ABOUT THIS TASK :: Your reply should be one number: how many lines of the material contain the word "glass".

== INFORMATION PROVIDED

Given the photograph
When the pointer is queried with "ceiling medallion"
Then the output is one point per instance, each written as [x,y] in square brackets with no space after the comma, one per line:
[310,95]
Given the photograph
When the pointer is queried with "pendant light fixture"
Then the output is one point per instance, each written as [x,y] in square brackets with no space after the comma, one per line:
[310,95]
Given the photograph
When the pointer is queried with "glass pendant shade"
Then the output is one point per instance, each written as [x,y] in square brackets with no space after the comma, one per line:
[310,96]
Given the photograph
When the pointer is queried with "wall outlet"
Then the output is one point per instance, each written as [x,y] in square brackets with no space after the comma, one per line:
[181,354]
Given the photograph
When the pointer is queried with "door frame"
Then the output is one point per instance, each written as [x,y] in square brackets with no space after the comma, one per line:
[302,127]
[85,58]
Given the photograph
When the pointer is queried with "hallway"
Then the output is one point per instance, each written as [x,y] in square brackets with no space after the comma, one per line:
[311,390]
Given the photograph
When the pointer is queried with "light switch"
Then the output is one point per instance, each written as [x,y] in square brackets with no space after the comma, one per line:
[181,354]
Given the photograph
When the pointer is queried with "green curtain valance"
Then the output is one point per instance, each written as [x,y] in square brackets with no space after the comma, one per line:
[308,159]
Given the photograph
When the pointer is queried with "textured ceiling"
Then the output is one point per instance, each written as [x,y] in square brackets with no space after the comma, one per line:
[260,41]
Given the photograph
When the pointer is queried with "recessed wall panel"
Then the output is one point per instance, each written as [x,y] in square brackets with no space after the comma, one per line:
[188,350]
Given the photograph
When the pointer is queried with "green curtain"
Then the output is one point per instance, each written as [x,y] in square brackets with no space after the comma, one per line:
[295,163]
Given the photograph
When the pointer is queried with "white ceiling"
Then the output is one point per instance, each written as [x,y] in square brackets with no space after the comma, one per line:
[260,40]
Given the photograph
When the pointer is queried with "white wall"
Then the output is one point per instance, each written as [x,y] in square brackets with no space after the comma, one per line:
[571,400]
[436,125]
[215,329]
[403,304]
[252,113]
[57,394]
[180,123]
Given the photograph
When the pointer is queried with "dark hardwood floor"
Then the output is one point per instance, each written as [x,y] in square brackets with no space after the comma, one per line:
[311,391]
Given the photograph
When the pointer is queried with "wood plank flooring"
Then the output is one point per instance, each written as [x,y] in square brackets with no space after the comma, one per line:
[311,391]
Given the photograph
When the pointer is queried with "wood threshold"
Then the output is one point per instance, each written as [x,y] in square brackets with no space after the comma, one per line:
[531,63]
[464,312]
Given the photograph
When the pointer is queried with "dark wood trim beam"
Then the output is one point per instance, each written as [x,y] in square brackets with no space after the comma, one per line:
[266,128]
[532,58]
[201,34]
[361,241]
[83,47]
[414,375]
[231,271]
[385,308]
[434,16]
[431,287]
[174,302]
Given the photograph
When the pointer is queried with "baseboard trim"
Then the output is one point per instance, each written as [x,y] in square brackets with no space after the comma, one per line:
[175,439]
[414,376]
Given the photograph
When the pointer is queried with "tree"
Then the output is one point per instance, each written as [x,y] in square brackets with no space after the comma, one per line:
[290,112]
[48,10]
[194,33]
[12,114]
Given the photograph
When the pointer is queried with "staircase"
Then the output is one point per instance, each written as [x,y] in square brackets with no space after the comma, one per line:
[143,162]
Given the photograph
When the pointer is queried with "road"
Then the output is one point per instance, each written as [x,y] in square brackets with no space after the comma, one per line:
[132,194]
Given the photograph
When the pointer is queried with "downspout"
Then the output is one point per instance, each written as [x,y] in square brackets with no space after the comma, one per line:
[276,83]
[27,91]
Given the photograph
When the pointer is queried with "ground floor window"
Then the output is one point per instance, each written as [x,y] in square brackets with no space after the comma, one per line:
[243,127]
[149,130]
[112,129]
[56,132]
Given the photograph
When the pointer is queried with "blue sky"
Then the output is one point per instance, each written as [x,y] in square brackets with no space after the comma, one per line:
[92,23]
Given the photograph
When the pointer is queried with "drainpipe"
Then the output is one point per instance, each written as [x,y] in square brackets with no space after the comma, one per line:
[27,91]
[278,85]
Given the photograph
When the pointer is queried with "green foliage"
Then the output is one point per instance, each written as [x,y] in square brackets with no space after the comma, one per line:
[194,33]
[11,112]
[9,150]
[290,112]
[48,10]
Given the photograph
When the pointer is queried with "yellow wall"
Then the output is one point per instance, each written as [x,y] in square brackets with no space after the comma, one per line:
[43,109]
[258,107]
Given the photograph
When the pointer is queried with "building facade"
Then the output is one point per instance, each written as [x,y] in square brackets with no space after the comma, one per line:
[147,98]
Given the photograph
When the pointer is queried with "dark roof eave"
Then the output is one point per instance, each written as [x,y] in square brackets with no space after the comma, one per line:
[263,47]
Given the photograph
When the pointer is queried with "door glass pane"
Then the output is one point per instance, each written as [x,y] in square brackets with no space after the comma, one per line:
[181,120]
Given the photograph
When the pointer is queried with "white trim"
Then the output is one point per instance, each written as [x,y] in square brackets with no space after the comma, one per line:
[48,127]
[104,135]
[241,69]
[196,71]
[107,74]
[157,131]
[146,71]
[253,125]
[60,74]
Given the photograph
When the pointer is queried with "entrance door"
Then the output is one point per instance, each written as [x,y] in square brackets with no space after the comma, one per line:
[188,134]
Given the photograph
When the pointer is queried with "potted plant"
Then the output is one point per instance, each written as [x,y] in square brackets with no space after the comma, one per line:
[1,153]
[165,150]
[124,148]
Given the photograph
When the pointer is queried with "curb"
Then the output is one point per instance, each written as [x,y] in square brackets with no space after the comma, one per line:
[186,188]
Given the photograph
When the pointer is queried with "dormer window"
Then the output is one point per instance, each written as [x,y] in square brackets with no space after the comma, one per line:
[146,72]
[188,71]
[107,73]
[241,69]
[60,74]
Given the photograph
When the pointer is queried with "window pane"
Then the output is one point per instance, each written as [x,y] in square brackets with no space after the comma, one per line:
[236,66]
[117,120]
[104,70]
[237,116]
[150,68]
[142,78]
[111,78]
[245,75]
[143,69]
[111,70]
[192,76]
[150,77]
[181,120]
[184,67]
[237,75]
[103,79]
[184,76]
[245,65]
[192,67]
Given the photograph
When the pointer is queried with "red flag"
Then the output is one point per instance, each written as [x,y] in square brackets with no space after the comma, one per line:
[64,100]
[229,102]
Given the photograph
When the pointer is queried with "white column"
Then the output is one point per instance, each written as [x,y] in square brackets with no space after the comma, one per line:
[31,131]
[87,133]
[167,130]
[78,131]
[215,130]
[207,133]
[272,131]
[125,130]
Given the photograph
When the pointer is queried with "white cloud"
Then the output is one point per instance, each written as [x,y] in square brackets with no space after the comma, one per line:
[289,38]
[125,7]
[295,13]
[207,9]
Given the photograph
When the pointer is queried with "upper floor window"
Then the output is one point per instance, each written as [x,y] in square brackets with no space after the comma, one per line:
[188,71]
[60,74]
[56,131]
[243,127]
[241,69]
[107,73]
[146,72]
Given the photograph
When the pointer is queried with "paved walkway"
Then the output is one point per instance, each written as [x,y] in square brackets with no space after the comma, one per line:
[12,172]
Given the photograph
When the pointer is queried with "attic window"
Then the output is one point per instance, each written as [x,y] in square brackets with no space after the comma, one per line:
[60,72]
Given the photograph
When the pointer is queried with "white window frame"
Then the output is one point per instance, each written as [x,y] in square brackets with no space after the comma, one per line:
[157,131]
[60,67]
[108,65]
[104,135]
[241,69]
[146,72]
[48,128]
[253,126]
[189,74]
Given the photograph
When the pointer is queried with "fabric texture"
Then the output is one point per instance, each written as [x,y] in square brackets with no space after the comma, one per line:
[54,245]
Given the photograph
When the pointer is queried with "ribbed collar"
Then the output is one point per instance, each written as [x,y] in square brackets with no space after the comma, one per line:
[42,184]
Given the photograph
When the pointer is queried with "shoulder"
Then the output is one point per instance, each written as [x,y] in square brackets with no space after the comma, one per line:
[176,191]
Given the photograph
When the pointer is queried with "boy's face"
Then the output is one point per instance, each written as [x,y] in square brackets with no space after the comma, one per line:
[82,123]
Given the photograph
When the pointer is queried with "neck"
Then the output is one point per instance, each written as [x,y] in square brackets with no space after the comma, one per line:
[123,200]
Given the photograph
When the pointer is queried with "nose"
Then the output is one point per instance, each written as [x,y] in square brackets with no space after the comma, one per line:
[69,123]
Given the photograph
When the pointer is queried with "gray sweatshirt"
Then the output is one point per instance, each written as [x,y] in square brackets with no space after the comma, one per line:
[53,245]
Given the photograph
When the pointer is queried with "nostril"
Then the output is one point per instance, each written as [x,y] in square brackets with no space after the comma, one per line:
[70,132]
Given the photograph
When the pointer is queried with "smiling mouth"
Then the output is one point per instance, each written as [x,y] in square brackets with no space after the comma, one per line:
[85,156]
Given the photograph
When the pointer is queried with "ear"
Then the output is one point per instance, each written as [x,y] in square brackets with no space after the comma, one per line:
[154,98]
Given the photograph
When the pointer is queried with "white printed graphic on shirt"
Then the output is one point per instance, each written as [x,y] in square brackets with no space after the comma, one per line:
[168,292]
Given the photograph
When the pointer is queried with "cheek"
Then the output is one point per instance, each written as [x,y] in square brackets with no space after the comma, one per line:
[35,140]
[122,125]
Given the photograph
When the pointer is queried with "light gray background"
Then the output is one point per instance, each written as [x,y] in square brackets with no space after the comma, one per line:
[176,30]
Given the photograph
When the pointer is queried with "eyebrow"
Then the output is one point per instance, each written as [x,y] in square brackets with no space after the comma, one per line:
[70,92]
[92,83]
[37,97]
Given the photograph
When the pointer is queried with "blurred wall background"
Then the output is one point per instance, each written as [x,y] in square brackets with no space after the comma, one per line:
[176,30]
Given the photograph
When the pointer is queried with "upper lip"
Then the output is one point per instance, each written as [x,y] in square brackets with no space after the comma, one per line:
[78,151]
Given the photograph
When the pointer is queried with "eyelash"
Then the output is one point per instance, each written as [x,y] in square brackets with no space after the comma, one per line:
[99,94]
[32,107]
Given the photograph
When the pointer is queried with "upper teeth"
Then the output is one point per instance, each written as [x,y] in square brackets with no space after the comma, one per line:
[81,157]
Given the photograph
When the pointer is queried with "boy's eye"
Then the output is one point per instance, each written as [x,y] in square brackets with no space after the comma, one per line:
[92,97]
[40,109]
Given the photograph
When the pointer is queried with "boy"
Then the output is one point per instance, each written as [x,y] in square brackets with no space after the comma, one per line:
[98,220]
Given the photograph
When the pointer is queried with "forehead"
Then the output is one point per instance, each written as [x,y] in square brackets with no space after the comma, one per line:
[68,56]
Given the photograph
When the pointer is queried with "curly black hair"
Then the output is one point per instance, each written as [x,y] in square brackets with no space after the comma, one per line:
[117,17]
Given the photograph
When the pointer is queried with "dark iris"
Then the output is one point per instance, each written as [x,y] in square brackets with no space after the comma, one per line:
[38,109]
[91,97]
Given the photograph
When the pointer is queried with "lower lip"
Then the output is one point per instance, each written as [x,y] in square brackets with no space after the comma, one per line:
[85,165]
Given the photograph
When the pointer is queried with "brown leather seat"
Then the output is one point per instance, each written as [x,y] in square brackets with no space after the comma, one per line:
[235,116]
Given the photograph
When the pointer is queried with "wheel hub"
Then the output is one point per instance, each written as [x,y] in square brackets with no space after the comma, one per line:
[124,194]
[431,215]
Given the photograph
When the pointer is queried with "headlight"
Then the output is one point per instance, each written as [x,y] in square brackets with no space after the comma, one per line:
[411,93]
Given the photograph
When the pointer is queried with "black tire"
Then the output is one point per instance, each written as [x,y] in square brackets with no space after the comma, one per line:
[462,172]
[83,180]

====

RESPONSE FOR THIS EXERCISE :: 2